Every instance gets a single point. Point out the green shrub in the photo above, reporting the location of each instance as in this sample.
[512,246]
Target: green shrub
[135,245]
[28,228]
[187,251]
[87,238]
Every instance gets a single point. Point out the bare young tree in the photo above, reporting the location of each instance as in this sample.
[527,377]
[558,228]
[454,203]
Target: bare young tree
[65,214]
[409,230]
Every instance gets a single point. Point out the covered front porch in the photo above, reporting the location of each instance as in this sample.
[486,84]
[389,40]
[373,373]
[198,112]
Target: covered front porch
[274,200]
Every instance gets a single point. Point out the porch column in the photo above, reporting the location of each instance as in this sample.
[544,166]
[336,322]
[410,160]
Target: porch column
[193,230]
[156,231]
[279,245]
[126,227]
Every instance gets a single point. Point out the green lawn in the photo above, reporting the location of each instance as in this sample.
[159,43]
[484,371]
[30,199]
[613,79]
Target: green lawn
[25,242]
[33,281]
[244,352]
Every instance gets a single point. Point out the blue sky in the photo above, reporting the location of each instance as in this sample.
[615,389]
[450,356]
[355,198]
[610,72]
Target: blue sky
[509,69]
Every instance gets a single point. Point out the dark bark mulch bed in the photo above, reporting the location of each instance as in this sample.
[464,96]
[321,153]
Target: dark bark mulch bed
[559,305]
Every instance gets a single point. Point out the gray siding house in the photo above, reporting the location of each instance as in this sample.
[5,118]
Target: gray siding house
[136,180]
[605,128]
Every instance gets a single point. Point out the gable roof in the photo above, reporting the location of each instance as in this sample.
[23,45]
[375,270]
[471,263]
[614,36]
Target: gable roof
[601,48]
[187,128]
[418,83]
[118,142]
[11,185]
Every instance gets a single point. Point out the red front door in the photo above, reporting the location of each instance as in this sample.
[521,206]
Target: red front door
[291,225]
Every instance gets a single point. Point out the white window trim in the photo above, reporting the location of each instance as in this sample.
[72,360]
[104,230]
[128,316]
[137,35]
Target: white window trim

——

> ASSIGNMENT:
All that the answer may hold is the lines from the one with "Every instance gets a single point. Point out the white" through the end of the data, set down exactly as they appear.

> RESULT:
Every instance gets a single point. Point out the white window trim in the photo above, reporting the location of each instance as in this sample.
[72,360]
[104,230]
[128,316]
[137,35]
Target: white window trim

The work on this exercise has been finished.